AIM: Reproduce every entry below with its request, and increase each x and y coordinate in the answers by 143. Omit the pictures.

(Named object pointing entries)
<<<<

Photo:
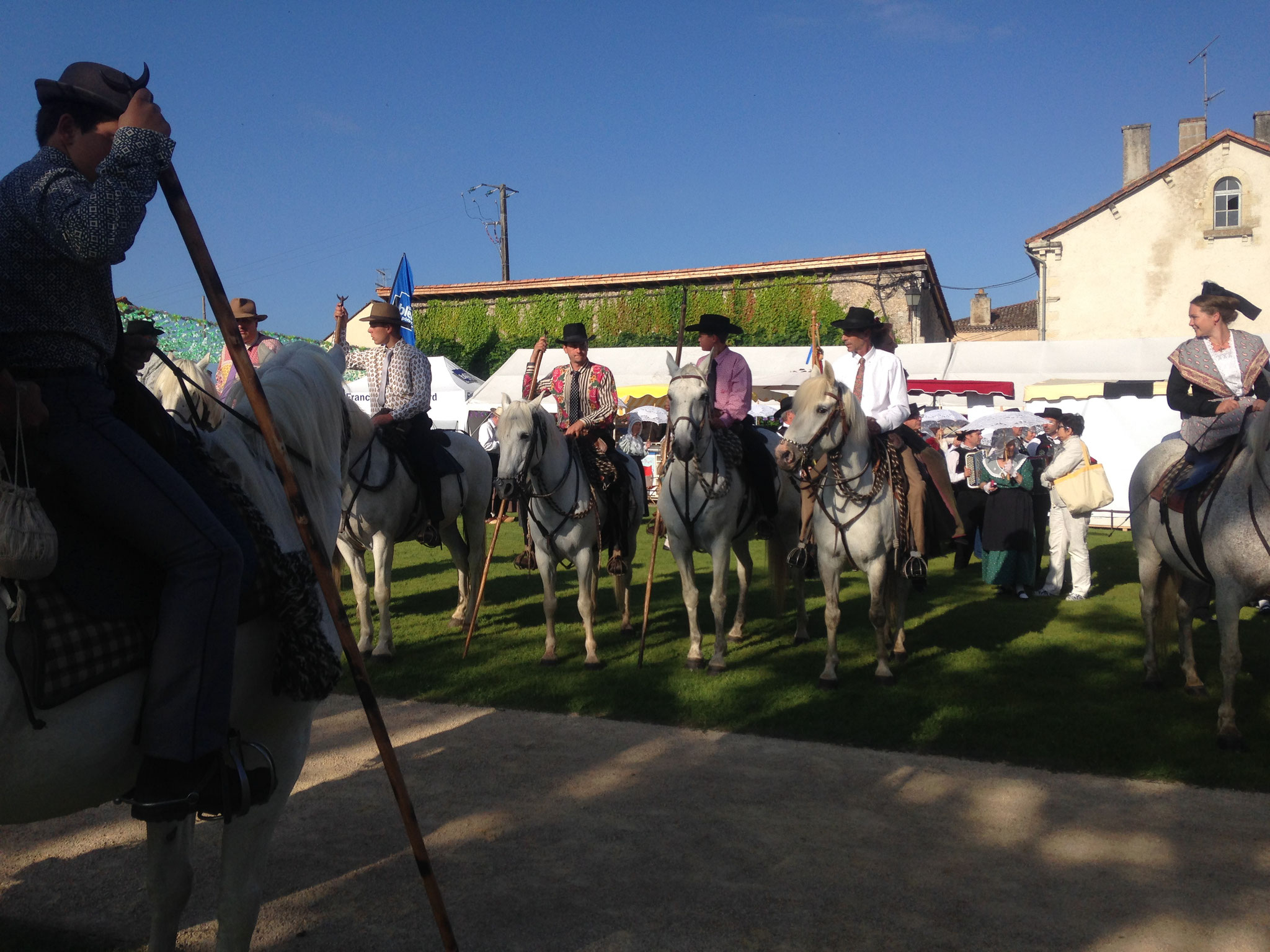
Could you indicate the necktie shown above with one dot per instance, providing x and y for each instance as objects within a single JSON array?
[
  {"x": 574, "y": 397},
  {"x": 384, "y": 380}
]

>>>>

ANSWER FOR THE TASK:
Photo:
Could you indicate the necktie shown above with one dot per instance, providing x and y for each instance as objects within a single JSON array?
[
  {"x": 717, "y": 540},
  {"x": 527, "y": 523}
]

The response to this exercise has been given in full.